• **What you are asked to do**
Set down, without any alteration, the portion of the data that opens with the line containing "Label each instance of the black trouser" and runs through the final line of the data, both ends included.

• **Records shown**
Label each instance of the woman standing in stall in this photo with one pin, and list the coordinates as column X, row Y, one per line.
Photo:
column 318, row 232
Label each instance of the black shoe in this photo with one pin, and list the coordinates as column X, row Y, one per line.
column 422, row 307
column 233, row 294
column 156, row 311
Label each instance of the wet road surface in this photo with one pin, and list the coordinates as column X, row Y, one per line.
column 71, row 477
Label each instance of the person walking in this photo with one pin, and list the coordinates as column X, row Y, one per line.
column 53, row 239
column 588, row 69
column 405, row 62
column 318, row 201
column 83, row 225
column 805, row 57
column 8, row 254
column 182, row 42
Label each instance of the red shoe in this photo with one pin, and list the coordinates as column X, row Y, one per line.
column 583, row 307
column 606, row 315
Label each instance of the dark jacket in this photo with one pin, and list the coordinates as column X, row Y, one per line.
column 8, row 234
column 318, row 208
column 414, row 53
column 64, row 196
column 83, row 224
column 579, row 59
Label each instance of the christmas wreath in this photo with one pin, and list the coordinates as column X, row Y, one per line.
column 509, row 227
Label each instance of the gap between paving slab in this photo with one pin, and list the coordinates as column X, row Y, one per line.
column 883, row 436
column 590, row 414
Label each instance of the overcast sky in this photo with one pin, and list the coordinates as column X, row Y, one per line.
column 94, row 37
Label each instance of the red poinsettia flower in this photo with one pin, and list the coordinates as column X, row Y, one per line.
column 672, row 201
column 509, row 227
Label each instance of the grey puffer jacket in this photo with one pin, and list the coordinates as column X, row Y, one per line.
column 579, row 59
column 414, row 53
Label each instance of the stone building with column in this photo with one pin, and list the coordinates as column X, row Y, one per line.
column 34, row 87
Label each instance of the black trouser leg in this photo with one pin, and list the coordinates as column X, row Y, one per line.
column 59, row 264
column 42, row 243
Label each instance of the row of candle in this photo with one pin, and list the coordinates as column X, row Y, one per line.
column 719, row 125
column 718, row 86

• **Written answer**
Label each instance of the black trouser leg in this photo with one pin, and list the coordinates as column X, row Y, one per line.
column 59, row 264
column 42, row 243
Label each instance of the row of candle in this photo with one pin, and list the coordinates as column X, row Y, one per line.
column 719, row 125
column 718, row 86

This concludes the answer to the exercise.